++++ Brano da leggere ++++

Buoni spesa, a Rescaldina 140 domande ma solo tre esercizi commerciali hanno aderito
Il dato, discusso in consiglio comunale, secondo il M5S impone una riflessione sugli «effetti della capillarità con cui la grande distribuzione si è diffusa»
Sono già 140 le richieste di buoni spesa ricevute dal comune di Rescaldina, cui rimangono virtualmente “in cassa” poco meno di 10mila euro dei 75mila assegnati come contributo alimentare dal Governo con il Decreto Ristori-ter. La maggior parte, 86, sono già state ammesse, mentre 31 sono state respinte perché non rispondevano ai requisiti richiesti dall’amministrazione, 20 sono tuttora in istruttoria e tre hanno richiesto un’integrazione nella documentazione presentata. In paese, però, i buoni spesa al momento possono essere utilizzati solamente in tre esercizi commerciali e questo ha suscitato le perplessità del Movimento 5 Stelle, che durante l’ultima seduta consiliare ha chiesto conto all’amministrazione di eventuali “candidature” bocciate.

++++ Dati forniti ++++

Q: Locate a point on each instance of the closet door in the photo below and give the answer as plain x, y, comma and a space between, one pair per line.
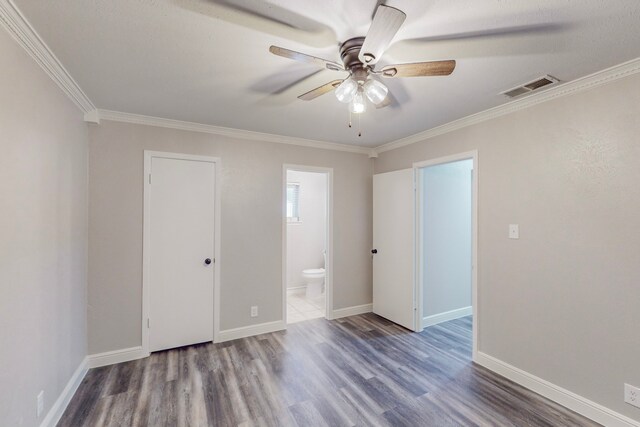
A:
181, 248
393, 247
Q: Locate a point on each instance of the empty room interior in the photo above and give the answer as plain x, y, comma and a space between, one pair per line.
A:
319, 213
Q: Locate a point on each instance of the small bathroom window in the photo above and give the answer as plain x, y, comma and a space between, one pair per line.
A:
293, 202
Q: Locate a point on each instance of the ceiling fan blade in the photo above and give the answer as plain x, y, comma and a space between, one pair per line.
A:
266, 18
313, 94
419, 69
385, 25
297, 56
385, 103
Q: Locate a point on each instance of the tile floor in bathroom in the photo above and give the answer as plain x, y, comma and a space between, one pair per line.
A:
300, 308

++++

▸ Esplora il materiale:
(A) Nell'articolo sui buoni spesa a Rescaldina, per quale motivo 31 domande sono state respinte? Rispondi in una o due frasi.
(B) Prosegui l'articolo sui buoni spesa a Rescaldina, ripartendo subito dopo la sua ultima frase.

▸ Soluzioni delle attività:
(A) Sono state respinte perché non rispondevano ai requisiti richiesti dall'amministrazione.

(B)
Rescaldina, 75mila euro di buoni spesa per le famiglie in difficoltà
«Con il Decreto Ristori-ter è stato istituito un apposito fondo al fine di consentire ai comuni l’adozione di misure urgenti di solidarietà alimentare – ha sottolineato il capogruppo del Movimento 5 Stelle, Massimo Oggioni -. Questo fondo, oltre ad essere di supporto ai cittadini in emergenza economica a causa del Covid-19, costituisce un ulteriore aiuto per gli esercizi commerciali in cui i buoni vengono spesi: è importante quindi agevolare la spesa dei buoni negli esercizi locali di vicinato, maggiormente sofferenti rispetto alla grande distribuzione. A partire dal 22 dicembre è stato possibile presentare la richiesta per accedere al contributo. I buoni spesa solidali erano e sono spendibili negli esercizi commerciali che avessero fatto apposita domanda di accreditamento sulla piattaforma telematica SiVoucher e che avessero soddisfatto una serie di requisiti stabiliti dall’amministrazione comunale. Ad oggi gli esercizi commerciali accreditati risultano solamente tre».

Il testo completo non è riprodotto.